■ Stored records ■
┄┄┄┄┄┄┄┄┄┄
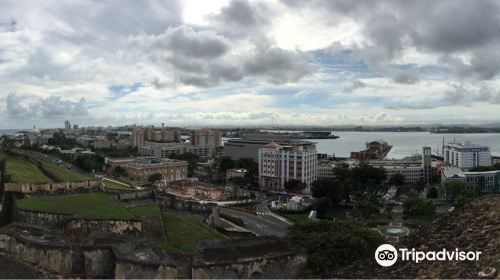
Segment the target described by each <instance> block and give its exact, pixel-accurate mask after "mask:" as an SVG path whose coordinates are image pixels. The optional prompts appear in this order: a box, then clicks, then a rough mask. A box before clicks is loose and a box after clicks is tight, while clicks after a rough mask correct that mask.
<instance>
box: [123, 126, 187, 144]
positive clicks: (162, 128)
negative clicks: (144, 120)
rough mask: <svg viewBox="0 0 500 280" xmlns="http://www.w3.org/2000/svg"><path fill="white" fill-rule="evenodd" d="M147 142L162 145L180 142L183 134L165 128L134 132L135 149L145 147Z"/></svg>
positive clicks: (138, 128) (141, 128)
mask: <svg viewBox="0 0 500 280" xmlns="http://www.w3.org/2000/svg"><path fill="white" fill-rule="evenodd" d="M146 141H154V142H161V143H169V142H180V141H181V134H180V132H179V130H177V129H166V128H165V127H163V126H162V127H161V128H160V129H157V128H154V127H150V128H144V127H137V128H134V130H133V131H132V145H133V146H134V147H140V146H142V145H144V144H145V142H146Z"/></svg>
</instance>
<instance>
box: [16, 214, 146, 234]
mask: <svg viewBox="0 0 500 280" xmlns="http://www.w3.org/2000/svg"><path fill="white" fill-rule="evenodd" d="M14 221H18V222H24V223H30V224H34V225H41V226H49V227H60V228H62V229H63V231H64V232H66V233H72V232H78V234H79V235H80V236H82V235H86V234H91V233H92V232H96V231H100V232H107V233H114V234H123V235H127V236H139V235H141V234H142V222H141V220H140V219H128V220H93V219H78V218H74V217H72V216H71V215H67V214H54V213H47V212H41V211H33V210H23V209H19V208H17V207H14Z"/></svg>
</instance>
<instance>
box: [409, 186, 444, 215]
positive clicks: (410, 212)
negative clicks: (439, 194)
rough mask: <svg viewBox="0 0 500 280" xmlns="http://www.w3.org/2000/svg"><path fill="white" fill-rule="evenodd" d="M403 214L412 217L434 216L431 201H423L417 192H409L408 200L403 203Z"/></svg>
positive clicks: (431, 202)
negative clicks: (415, 216)
mask: <svg viewBox="0 0 500 280" xmlns="http://www.w3.org/2000/svg"><path fill="white" fill-rule="evenodd" d="M403 207H404V209H405V212H406V213H408V214H409V215H413V216H424V217H428V218H431V217H434V216H435V215H436V211H435V206H434V204H432V202H431V201H427V200H423V199H422V198H420V196H419V195H418V193H417V192H415V191H413V190H412V191H410V192H409V193H408V198H407V199H406V201H405V202H404V203H403Z"/></svg>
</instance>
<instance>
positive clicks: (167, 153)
mask: <svg viewBox="0 0 500 280" xmlns="http://www.w3.org/2000/svg"><path fill="white" fill-rule="evenodd" d="M138 152H139V154H140V155H141V156H152V157H157V158H168V157H169V156H171V155H173V154H176V155H181V154H185V153H192V154H195V155H197V156H200V157H206V156H211V155H213V153H214V149H213V148H210V147H209V146H197V145H192V144H190V143H175V142H173V143H156V142H145V143H144V145H141V146H139V147H138Z"/></svg>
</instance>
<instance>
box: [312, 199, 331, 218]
mask: <svg viewBox="0 0 500 280" xmlns="http://www.w3.org/2000/svg"><path fill="white" fill-rule="evenodd" d="M314 208H315V209H316V215H317V216H318V218H325V216H326V213H328V209H330V200H329V199H328V198H326V197H322V198H320V199H319V200H318V202H316V205H315V207H314Z"/></svg>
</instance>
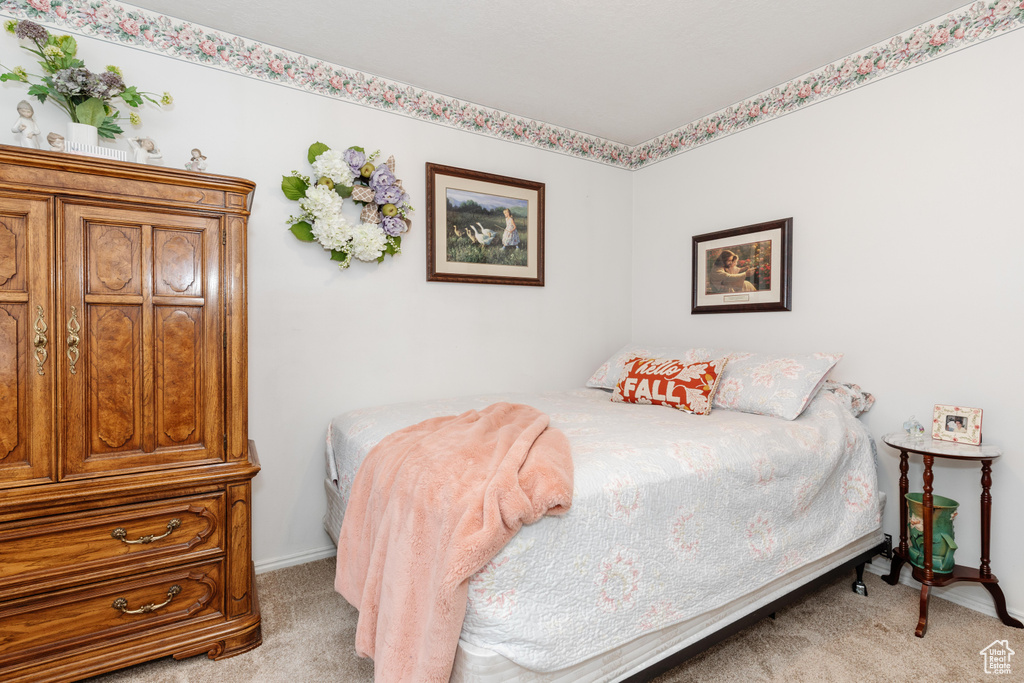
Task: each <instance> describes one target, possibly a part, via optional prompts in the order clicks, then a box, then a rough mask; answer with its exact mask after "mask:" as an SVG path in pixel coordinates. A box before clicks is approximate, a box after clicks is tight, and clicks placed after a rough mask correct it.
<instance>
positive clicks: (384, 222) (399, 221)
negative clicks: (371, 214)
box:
┄┄┄┄┄┄┄┄┄┄
■ REQUIRED WORK ■
Copy the stored records above line for line, leaving out the pictures.

■ RESPONSE FOR THIS EXERCISE ■
Segment the target described by each <instance> block and give its exact, pixel-accurate mask after "mask:" as an SVG path whose coordinates are image pixels. The optional prompts appear in this order: a box, then clicks, then a rough mask. A box before clicks is loose and a box after clicks is tight, while clicks after a rough mask correct that mask.
<instance>
box: [123, 126, 187, 144]
positive clicks: (162, 128)
negative clicks: (144, 120)
rough mask: <svg viewBox="0 0 500 280" xmlns="http://www.w3.org/2000/svg"><path fill="white" fill-rule="evenodd" d="M147 142L162 145L180 142L183 134L165 128L134 132L135 149L145 147Z"/></svg>
positive clicks: (138, 128) (141, 128)
mask: <svg viewBox="0 0 500 280" xmlns="http://www.w3.org/2000/svg"><path fill="white" fill-rule="evenodd" d="M146 141H154V142H161V143H169V142H180V141H181V134H180V132H179V130H177V129H166V128H165V127H163V126H162V127H161V128H160V129H157V128H154V127H150V128H144V127H137V128H134V130H133V131H132V145H133V146H134V147H140V146H142V145H144V144H145V142H146Z"/></svg>
</instance>
<instance>
box: [16, 214, 146, 234]
mask: <svg viewBox="0 0 500 280" xmlns="http://www.w3.org/2000/svg"><path fill="white" fill-rule="evenodd" d="M14 221H18V222H24V223H30V224H34V225H41V226H49V227H60V228H62V229H63V231H64V232H66V233H72V232H78V234H79V235H80V236H82V235H86V234H91V233H92V232H96V231H100V232H107V233H114V234H123V235H127V236H139V235H141V234H142V222H141V220H140V219H128V220H93V219H78V218H74V217H72V216H71V215H67V214H54V213H47V212H41V211H33V210H23V209H19V208H17V207H14Z"/></svg>
</instance>
<instance>
box: [409, 186, 444, 215]
positive clicks: (410, 212)
negative clicks: (439, 194)
rough mask: <svg viewBox="0 0 500 280" xmlns="http://www.w3.org/2000/svg"><path fill="white" fill-rule="evenodd" d="M403 214L412 217L434 216L431 201H423L417 192H409L408 200L403 203Z"/></svg>
positive clicks: (431, 202)
negative clicks: (415, 216)
mask: <svg viewBox="0 0 500 280" xmlns="http://www.w3.org/2000/svg"><path fill="white" fill-rule="evenodd" d="M403 207H404V209H405V212H406V213H408V214H409V215H413V216H424V217H428V218H431V217H434V216H435V215H436V211H435V206H434V204H432V202H431V201H427V200H423V199H422V198H420V196H419V195H418V193H417V192H415V191H413V190H412V191H410V192H409V193H408V198H407V199H406V201H405V202H404V203H403Z"/></svg>
</instance>
<instance>
positive clicks: (167, 153)
mask: <svg viewBox="0 0 500 280" xmlns="http://www.w3.org/2000/svg"><path fill="white" fill-rule="evenodd" d="M138 152H139V154H140V155H141V156H152V157H157V158H168V157H169V156H171V155H173V154H176V155H181V154H185V153H192V154H195V155H197V156H200V157H206V156H211V155H213V153H214V149H213V148H210V147H209V146H197V145H192V144H190V143H175V142H173V143H156V142H145V143H144V145H141V146H139V147H138Z"/></svg>
</instance>
<instance>
box: [312, 199, 331, 218]
mask: <svg viewBox="0 0 500 280" xmlns="http://www.w3.org/2000/svg"><path fill="white" fill-rule="evenodd" d="M314 208H315V209H316V215H317V216H318V218H325V216H326V213H328V209H330V200H329V199H328V198H326V197H322V198H320V199H319V200H318V202H316V205H315V207H314Z"/></svg>
</instance>
Task: each <instance> describes one target, possibly a part, via optional prompts in the order clicks, then a box, then a rough mask; answer with its exact mask after "mask:" as an SVG path in pixel coordinates. A box before clicks is approximate, a box after clicks is tight, and clicks placed after a rough mask correct it.
<instance>
positive clicks: (384, 222) (399, 221)
negative clicks: (371, 214)
box:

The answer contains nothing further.